» RECORDS FOR THIS TASK:
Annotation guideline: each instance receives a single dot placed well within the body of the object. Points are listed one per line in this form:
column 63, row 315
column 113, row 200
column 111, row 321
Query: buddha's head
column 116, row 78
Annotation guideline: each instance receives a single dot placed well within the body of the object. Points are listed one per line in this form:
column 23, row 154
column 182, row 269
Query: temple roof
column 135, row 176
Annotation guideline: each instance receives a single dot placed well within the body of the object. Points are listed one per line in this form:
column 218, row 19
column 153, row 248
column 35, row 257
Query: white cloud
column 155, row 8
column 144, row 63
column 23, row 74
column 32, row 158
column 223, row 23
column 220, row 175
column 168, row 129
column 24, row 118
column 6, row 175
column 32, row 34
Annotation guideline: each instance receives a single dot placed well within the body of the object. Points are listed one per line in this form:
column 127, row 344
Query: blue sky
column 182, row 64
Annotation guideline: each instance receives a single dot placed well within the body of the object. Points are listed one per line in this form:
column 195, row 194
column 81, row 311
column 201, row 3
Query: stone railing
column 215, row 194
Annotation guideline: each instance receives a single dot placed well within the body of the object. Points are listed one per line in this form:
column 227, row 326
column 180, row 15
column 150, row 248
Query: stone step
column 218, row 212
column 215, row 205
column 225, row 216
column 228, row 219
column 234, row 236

» EXERCISE OBJECTIVE:
What is needed is an exact transcription of all the data.

» PROBLEM SOLUTION:
Annotation guideline: each instance receives a single dot placed well within the body of the object. Points are listed one per line in this form:
column 63, row 315
column 113, row 200
column 111, row 321
Query: buddha's head
column 116, row 78
Annotation guideline: each instance receives a single dot placed well within the body of the object. Points are listed one per line in this form:
column 23, row 154
column 182, row 269
Query: temple roof
column 135, row 176
Annotation guideline: each instance receives a single dot placed well within the body of the object. Points are listed one per line in this form:
column 218, row 19
column 153, row 248
column 35, row 257
Query: white cloud
column 155, row 8
column 144, row 63
column 23, row 74
column 32, row 158
column 223, row 23
column 220, row 175
column 168, row 129
column 24, row 118
column 6, row 175
column 32, row 34
Annotation guideline: each instance receives a single dot placed well within the body of the object. Points are listed one per line in this form:
column 127, row 344
Query: blue sky
column 182, row 64
Annotation guideline: each instance receives a single dot placed well within the body of the object. Points are listed one per line in this form:
column 195, row 194
column 81, row 311
column 201, row 3
Query: stone railing
column 215, row 194
Annotation guideline: each instance receives a single dot placed well within the body of the object. Points are listed one per line in this form:
column 227, row 326
column 180, row 15
column 150, row 248
Query: stone step
column 218, row 212
column 215, row 205
column 225, row 216
column 228, row 219
column 234, row 236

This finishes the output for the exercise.